● **INSTRUCTIONS TO FOLLOW**
Reproduce all of the records below, substituting "place one marker" for every occurrence of "set one dot" and keeping every other word and line unchanged.

• • • •

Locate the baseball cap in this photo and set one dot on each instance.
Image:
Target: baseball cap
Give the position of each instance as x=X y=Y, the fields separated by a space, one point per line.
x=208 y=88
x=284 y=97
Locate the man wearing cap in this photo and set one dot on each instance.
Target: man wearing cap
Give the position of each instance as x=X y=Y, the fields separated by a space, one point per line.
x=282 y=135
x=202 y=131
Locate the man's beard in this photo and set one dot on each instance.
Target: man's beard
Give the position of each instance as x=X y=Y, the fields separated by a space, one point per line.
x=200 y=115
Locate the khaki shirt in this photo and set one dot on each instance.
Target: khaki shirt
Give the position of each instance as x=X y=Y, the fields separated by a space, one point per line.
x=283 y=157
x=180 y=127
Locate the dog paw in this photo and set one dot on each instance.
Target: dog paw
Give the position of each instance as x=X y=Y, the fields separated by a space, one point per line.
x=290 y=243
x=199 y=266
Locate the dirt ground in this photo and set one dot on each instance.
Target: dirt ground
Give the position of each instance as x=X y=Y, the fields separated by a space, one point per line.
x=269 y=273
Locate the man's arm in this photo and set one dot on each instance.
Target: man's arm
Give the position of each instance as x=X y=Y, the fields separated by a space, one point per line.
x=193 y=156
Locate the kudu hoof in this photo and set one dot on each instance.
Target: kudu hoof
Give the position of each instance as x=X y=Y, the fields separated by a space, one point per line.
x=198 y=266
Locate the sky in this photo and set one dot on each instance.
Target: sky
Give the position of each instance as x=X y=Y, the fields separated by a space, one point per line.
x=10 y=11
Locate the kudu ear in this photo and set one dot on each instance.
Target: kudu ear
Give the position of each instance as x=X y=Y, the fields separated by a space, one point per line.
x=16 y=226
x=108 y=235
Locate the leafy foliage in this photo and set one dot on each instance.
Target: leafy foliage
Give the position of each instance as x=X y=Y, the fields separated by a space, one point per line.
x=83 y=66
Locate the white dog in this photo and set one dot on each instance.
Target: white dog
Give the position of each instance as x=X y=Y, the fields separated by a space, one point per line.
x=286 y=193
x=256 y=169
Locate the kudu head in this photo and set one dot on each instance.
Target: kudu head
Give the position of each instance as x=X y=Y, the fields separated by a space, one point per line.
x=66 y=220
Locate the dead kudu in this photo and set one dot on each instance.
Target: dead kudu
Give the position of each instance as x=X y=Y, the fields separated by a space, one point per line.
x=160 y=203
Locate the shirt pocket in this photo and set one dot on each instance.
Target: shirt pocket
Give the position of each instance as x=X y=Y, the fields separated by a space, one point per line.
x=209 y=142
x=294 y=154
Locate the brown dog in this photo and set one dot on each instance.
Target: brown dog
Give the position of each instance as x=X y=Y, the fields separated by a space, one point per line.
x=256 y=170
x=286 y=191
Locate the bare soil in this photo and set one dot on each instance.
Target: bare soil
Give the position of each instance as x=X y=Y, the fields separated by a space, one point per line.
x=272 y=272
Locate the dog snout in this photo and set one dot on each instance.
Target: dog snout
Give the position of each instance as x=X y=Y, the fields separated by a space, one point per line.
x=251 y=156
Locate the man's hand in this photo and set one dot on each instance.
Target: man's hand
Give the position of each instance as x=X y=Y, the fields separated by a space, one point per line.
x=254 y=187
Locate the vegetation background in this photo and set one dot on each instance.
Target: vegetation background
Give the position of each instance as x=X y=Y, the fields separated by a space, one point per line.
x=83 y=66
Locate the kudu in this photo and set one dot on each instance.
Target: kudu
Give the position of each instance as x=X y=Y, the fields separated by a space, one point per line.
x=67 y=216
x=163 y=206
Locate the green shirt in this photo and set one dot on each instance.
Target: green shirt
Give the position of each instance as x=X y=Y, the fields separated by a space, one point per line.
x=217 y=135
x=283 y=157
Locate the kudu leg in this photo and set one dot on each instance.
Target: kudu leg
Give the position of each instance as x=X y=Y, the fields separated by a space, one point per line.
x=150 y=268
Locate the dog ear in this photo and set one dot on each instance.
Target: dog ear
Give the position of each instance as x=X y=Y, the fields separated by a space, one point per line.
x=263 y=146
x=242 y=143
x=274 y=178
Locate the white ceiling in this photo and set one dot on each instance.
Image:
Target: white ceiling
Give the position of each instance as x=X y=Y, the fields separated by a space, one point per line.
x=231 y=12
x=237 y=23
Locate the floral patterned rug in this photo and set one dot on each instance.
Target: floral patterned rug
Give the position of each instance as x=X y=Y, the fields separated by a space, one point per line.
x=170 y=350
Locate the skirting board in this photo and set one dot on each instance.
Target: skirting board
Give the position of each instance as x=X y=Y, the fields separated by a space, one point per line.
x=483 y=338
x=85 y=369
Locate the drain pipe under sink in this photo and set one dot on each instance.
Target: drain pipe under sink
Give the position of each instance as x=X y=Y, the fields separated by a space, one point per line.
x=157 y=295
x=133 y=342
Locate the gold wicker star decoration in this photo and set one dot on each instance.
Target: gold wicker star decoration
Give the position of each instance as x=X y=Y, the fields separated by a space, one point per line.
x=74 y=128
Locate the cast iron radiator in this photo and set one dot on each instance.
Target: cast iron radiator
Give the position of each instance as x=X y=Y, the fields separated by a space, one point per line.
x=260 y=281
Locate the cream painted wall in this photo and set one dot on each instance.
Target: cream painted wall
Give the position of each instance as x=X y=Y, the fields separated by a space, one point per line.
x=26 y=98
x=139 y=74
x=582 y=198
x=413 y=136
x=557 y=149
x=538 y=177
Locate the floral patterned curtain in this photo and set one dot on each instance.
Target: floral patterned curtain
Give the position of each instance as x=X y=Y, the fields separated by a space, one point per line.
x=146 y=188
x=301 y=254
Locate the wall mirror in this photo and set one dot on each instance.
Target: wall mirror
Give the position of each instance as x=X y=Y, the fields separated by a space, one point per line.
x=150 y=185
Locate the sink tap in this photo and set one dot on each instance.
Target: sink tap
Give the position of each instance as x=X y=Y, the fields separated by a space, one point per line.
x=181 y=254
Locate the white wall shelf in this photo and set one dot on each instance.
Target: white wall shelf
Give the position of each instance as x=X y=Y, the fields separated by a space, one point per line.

• • • •

● **TASK SOLUTION**
Locate the baseball cap in this photo and place one marker on each instance.
Image:
Target: baseball cap
Give the position of each instance as x=X y=Y, the fields separated by a space, one point per line.
x=208 y=88
x=284 y=97
Locate the man wearing cap in this photo and place one marker on each instance.
Target: man wearing cap
Give the position of each instance as x=X y=Y, the fields separated by a space, one point per line.
x=282 y=135
x=202 y=131
Locate the man's beard in this photo and place one marker on each instance.
Target: man's beard
Give the position of each instance as x=X y=Y, the fields separated by a space, one point per line.
x=200 y=115
Locate the khaki shirt in this photo and place one marker on each instance.
Target: khaki shirt
Give the position of each instance as x=X y=Y, the fields separated by a space, one point per line.
x=283 y=157
x=180 y=127
Locate the dog paw in this photo and place one marker on each instance.
Target: dog paw
Give the position of each instance as x=X y=Y, the fields separated by a space, one point per line.
x=290 y=243
x=199 y=266
Locate the dirt ground in this photo and place one marker on each instance.
Target: dirt ground
Give the position of each instance as x=X y=Y, the fields separated by a space, one point per line.
x=269 y=273
Locate the man's arm in this photo and place one marker on each instance.
Target: man's arm
Give the position of each instance as x=X y=Y, the fields separated by a space, one point per line.
x=193 y=156
Locate the kudu hoof in this photo and place one marker on each instance.
Target: kudu hoof
Give the position of each instance as x=X y=Y, the fields separated by a space, one point per line.
x=198 y=266
Locate the sky in this photo and place one marker on each instance.
Target: sky
Give the position of each instance as x=X y=Y, the fields separated by a space, one point per line.
x=10 y=11
Locate the kudu ear in this photo and place one marker on each instance.
Target: kudu ear
Give the position of each instance as x=X y=Y, the fields separated by a space, one point per line.
x=16 y=226
x=108 y=235
Locate the leafy foliage in this photo and place one marker on each instance.
Target: leafy foliage
Give the position of each instance as x=X y=Y, the fields separated by a space, one point per line.
x=83 y=66
Locate the white dog in this photo and place one marker on each instance.
Target: white dog
Give the position of each instance as x=X y=Y, the fields separated by a space, one point per line.
x=286 y=193
x=256 y=169
Locate the kudu head in this photo and place one marker on each instance.
Target: kudu head
Give the position of each instance as x=X y=Y, the fields separated by a space, one point per line.
x=66 y=220
Locate the dead kudu in this photo and place one marker on each instance.
Target: dead kudu
Give the position of each instance as x=X y=Y, the fields separated by a space, one point per line.
x=160 y=203
Locate the shirt pocket in this photo and place one marker on each instance.
Target: shirt pocket
Give the position of each instance as x=X y=Y, the fields separated by a space, one point per line.
x=209 y=142
x=294 y=154
Locate the brown dog in this photo and place one marker on each instance.
Target: brown dog
Give the position of each instance as x=X y=Y, the fields separated by a space, one point per line.
x=256 y=170
x=286 y=191
Locate the bare soil in this photo and place one marker on each instance.
Target: bare soil
Give the position of each instance as x=X y=Y, the fields separated by a space, one point per line.
x=272 y=272
Locate the dog snout in this photo and place one marker on each instance.
Target: dog snout
Give the position of each instance as x=X y=Y, the fields separated by a space, one point per line.
x=251 y=156
Locate the man's hand in this photo and place one marker on each instance.
Target: man's hand
Give the position of each instance as x=X y=Y, the fields separated by a space, one point per line.
x=254 y=187
Locate the vegetation background in this photo and place one marker on each instance.
Target: vegetation background
Give the position of each instance as x=X y=Y, the fields separated by a space, one point per line.
x=83 y=66
Locate the kudu in this photo and place one marker on each instance.
Target: kudu
Give the position of each instance as x=X y=Y, the fields separated by a space, one point per line.
x=67 y=216
x=163 y=206
Locate the green shirt in this photo and place one marker on each instance.
Target: green shirt
Give the position of each instance as x=X y=Y, the fields separated by a space, one point per line.
x=217 y=135
x=283 y=157
Locate the kudu leg in this photo and place one marker on each instance.
Target: kudu leg
Give the position of each instance as x=X y=Y, the fields separated by a space, one point per line.
x=150 y=268
Locate the dog ear in this photo and place one marker on each instance.
Target: dog ear
Give the position of each instance as x=X y=Y, the fields separated by a space, one point per line.
x=263 y=146
x=242 y=143
x=274 y=178
Locate the white ceiling in this photo and place one marker on each instance.
Image:
Target: white ceiling
Give the position of each instance as x=X y=Y, the fields separated by a space, one point per line.
x=231 y=12
x=237 y=23
Locate the floral patterned rug in this photo and place one marker on each instance.
Target: floral patterned rug
Give the position of each instance as x=X y=Y, the fields separated by a space, one point per line.
x=170 y=350
Locate the skirting board in this photo and place one marker on each instance.
Target: skirting board
Give the position of each instance as x=X y=Y, the fields separated by a space, one point per line.
x=483 y=338
x=85 y=369
Locate the drain pipe under sink in this photo and place one marker on each instance.
Target: drain pipe under sink
Give the position of each instance as x=X y=Y, the fields separated by a space, one point per line.
x=157 y=295
x=133 y=342
Locate the gold wicker star decoration in this photo and place one marker on each instance.
Target: gold wicker star decoration
Give the position of each instance as x=X y=Y, the fields separated by a space, one point per line.
x=74 y=128
Locate the cast iron radiator in this photo and place one marker on each instance.
Target: cast iron radiator
Give the position of each instance as x=X y=Y, the fields separated by a space, one point per line.
x=260 y=281
Locate the cream painted wall in this photo and place one marker on each instance.
Target: cream painted wall
Give the position of each instance as x=X y=Y, the fields separated by a space, one point per line.
x=26 y=98
x=139 y=74
x=582 y=198
x=413 y=136
x=557 y=149
x=538 y=177
Locate the floral patterned curtain in this photo and place one marker on each instance.
Target: floral patterned curtain
Give the position of each instance as x=X y=Y, the fields separated by a space, one point per line.
x=146 y=188
x=301 y=254
Locate the wall mirror in this photo and place one marker on each instance.
Target: wall mirror
Give the position of each instance as x=X y=Y, the fields separated by a space, one point per line.
x=150 y=185
Locate the sink tap in this photo and place one marker on each instance.
Target: sink tap
Give the position of each instance as x=X y=Y, the fields separated by a space, one point per line.
x=181 y=254
Locate the white wall shelf in this photo and place one marker on each instance.
Target: white wall shelf
Give the position of each instance as x=X y=Y, the fields separated by a space, one point per line.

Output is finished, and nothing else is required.